Task requirements: Copy every line of the records below without changing anything.

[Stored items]
---+---

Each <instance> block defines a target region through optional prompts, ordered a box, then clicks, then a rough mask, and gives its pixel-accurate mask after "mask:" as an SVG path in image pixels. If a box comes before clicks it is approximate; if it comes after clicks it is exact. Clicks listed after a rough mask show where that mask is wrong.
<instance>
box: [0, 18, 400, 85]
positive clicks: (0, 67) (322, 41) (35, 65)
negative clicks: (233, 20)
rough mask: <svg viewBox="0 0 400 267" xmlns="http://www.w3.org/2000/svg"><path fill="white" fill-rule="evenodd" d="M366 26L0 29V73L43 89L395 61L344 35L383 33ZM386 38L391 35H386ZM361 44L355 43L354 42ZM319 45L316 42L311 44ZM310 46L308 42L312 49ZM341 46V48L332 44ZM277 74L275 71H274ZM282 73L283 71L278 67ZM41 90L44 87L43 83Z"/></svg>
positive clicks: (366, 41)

---+---

Result:
Each <instance> block defines a target region through optional prompts, ordered a box, then clicks, then a rough mask, and gives its pixel-accurate mask after "mask:" as an SVG path in image pixels. If a box comes before clicks it is approximate; if it comes after clicks it is exact. Clicks listed after a rough mask show where that mask is wrong.
<instance>
box: [0, 18, 400, 85]
positive clicks: (0, 67) (322, 41) (35, 65)
negative clicks: (233, 20)
rough mask: <svg viewBox="0 0 400 267" xmlns="http://www.w3.org/2000/svg"><path fill="white" fill-rule="evenodd" d="M366 26L0 29V73L43 89L395 61L344 35L383 33ZM386 38L391 35H386ZM361 44L355 43L354 42ZM319 45L316 42L311 44ZM310 46L308 42L312 49ZM341 46V48L332 44ZM277 74L275 71H274ZM282 73L283 71L278 67ZM41 90L44 87L43 83Z"/></svg>
positive clicks: (366, 41)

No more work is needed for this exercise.